What you have to do
Restate the lines word for word, from the one containing "Query: yellow cross pattern" through the last line of the entries below, without any other lines.

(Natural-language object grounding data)
*** Block opens ***
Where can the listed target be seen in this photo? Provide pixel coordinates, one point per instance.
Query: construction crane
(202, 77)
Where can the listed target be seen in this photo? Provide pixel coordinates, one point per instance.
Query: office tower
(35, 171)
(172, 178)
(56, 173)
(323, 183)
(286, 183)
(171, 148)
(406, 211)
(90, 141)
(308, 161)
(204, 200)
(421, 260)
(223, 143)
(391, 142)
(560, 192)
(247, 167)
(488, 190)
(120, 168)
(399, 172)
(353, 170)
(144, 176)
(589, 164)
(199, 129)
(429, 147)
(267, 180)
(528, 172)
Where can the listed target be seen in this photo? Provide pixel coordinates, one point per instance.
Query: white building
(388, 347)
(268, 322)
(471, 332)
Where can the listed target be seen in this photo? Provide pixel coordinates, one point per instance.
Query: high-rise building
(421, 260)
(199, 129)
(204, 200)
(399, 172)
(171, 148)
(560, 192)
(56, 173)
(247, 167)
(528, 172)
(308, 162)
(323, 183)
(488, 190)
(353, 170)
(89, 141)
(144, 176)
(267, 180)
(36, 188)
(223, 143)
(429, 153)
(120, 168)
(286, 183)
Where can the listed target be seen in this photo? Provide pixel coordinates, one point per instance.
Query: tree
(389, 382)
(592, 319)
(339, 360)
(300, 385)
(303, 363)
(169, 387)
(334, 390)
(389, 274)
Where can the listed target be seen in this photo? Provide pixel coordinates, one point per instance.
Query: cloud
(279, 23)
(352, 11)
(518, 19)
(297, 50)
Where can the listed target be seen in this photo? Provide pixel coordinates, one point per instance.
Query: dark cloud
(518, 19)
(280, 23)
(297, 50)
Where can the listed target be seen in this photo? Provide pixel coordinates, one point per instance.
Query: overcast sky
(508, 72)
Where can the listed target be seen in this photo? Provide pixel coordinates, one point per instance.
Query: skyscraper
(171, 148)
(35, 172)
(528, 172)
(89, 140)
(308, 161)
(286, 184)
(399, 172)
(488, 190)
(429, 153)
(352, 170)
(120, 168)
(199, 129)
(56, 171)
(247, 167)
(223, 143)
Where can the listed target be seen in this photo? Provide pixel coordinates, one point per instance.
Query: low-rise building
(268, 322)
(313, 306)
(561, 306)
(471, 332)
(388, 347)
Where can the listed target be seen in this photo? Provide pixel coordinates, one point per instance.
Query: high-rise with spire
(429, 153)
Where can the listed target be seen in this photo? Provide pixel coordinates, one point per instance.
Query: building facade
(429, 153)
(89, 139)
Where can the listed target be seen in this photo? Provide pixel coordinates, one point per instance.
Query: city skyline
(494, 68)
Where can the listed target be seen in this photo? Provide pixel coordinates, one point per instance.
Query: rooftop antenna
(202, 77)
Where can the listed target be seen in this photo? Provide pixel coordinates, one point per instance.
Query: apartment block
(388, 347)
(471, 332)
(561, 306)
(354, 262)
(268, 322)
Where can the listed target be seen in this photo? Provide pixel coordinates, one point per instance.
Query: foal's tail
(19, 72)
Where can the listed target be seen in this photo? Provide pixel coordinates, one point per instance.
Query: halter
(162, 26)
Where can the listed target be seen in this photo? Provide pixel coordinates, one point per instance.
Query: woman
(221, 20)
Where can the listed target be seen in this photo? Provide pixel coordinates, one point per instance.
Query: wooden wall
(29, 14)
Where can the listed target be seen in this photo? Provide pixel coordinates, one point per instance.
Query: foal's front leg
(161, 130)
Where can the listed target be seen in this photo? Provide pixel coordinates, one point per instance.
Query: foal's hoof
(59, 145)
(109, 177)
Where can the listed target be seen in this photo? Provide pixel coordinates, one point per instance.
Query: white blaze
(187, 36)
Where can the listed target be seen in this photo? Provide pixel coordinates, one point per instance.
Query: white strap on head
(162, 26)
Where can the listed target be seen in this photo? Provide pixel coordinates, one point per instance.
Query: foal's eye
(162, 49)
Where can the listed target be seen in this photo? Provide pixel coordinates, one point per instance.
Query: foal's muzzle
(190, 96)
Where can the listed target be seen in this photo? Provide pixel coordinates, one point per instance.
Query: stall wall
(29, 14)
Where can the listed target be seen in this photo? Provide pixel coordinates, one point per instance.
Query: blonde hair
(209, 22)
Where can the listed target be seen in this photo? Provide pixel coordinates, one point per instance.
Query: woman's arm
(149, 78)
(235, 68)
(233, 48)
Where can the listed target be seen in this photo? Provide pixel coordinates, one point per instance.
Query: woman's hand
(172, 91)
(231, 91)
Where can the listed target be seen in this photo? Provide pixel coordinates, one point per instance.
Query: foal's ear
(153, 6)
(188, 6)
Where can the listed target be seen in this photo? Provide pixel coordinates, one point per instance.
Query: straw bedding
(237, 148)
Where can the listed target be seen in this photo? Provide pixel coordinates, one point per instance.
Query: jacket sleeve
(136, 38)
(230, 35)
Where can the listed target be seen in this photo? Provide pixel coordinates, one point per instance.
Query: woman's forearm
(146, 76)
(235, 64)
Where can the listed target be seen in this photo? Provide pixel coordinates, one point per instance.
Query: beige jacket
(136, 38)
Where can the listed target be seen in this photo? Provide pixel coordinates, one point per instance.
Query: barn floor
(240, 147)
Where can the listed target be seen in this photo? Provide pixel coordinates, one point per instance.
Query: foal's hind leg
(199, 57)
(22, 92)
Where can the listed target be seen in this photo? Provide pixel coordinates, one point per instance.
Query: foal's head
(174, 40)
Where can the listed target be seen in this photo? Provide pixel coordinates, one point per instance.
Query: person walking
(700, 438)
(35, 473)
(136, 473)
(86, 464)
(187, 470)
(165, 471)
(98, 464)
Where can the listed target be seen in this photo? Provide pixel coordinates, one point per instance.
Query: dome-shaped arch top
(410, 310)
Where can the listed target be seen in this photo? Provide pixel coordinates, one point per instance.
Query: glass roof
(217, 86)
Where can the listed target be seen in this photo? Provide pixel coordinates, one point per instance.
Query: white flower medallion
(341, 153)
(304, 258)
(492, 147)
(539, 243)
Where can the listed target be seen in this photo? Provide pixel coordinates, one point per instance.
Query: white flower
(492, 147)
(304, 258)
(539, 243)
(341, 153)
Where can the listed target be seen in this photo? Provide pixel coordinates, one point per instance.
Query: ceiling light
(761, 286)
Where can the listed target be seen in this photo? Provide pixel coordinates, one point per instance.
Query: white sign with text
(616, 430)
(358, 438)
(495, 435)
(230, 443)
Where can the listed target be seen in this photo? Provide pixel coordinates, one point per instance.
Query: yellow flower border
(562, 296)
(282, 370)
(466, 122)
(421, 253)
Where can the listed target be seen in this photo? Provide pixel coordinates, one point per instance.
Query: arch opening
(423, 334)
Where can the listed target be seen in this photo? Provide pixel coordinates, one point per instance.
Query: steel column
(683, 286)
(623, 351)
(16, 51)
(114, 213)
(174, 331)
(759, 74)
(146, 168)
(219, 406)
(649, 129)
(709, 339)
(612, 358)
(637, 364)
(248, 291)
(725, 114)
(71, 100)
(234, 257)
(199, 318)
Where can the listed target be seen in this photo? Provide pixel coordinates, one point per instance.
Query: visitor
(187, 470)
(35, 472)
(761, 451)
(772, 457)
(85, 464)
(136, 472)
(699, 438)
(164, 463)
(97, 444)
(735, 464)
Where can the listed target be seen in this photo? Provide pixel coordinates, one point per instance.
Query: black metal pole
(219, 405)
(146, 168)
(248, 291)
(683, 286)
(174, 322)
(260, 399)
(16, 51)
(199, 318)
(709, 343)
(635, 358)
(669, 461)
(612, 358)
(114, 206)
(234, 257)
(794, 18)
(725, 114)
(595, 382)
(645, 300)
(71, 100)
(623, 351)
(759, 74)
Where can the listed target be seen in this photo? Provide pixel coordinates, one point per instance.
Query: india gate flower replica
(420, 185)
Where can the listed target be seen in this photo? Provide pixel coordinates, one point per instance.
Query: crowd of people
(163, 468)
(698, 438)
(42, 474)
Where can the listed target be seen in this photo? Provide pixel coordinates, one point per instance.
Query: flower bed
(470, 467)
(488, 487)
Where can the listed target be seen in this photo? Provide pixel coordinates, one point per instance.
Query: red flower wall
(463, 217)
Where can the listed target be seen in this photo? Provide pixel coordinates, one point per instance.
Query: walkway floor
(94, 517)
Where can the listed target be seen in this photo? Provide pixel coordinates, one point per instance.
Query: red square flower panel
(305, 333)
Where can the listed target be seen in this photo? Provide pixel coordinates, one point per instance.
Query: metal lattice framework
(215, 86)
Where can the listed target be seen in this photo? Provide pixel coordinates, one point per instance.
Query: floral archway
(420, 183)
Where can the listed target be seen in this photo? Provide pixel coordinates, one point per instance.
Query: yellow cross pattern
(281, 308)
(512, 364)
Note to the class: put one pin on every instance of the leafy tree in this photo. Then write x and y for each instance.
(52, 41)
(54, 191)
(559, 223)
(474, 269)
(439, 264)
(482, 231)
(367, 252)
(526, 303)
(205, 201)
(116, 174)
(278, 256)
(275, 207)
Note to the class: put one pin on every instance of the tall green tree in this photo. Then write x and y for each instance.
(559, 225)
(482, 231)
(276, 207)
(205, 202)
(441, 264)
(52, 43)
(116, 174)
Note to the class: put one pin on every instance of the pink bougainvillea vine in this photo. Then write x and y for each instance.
*** Block closes ***
Response
Query: yellow cross pattern
(281, 308)
(512, 364)
Note to the class: put one pin on every instance of the leafy tree in this photo. Then write x and y for each instance.
(52, 41)
(54, 191)
(559, 223)
(474, 269)
(439, 264)
(482, 231)
(367, 252)
(526, 303)
(205, 201)
(116, 174)
(278, 256)
(275, 207)
Note to the class: put one pin on every instance of the tall green tree in this photo. Then write x and y for each instance.
(559, 225)
(482, 231)
(276, 207)
(205, 202)
(441, 264)
(52, 43)
(116, 174)
Note to the class: put one pin on every instance of the pink bougainvillea vine in this photo. Then write x and y for each instance.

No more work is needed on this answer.